» **Instructions for the task**: Tally the lines of the data below that contain the string "woman", counting a match only when its case agrees exactly. Reply with the number alone.

Entries from a set of point annotations:
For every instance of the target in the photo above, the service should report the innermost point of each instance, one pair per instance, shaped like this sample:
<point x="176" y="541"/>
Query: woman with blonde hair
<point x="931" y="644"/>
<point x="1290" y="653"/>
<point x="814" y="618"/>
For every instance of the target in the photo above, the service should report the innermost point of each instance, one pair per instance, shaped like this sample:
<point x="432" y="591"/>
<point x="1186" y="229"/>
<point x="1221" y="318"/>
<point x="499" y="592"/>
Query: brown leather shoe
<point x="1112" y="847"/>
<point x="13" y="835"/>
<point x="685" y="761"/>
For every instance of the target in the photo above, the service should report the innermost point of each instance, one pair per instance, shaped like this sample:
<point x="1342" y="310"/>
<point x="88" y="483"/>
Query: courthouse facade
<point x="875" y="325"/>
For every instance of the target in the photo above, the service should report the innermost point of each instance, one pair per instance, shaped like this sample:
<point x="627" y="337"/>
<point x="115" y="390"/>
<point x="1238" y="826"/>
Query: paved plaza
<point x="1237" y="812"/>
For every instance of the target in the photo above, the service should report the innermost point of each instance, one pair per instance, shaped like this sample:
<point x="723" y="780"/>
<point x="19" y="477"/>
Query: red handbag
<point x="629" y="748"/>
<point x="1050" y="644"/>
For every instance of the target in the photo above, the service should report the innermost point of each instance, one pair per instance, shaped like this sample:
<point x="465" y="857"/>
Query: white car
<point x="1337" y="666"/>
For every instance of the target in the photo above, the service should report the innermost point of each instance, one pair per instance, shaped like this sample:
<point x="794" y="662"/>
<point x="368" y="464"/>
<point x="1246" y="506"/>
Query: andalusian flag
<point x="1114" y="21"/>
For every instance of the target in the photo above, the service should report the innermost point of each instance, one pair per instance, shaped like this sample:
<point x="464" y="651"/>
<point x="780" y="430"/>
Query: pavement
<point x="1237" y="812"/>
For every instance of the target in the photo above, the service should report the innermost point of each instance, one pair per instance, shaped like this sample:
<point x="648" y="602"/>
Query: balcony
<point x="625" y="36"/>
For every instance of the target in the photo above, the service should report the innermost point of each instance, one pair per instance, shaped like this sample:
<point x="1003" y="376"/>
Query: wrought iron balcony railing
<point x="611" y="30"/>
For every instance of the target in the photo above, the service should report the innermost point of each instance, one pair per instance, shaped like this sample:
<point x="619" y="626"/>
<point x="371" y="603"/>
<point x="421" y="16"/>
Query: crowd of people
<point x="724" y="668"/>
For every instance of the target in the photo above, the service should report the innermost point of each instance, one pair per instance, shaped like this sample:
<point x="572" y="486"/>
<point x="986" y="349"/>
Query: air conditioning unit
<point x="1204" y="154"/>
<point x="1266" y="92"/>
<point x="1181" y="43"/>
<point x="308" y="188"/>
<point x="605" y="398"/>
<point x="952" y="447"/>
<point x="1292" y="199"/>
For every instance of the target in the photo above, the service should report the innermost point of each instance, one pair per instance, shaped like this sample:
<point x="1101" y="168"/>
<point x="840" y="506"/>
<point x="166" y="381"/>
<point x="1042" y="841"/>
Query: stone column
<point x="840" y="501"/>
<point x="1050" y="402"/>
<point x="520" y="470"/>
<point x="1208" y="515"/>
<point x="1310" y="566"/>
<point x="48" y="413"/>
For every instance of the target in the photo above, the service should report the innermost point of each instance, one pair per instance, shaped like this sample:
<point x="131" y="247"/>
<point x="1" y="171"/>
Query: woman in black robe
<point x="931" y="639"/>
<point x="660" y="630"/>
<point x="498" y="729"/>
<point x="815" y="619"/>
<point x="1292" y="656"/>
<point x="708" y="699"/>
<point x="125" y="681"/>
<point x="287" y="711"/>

» **Task response**: 2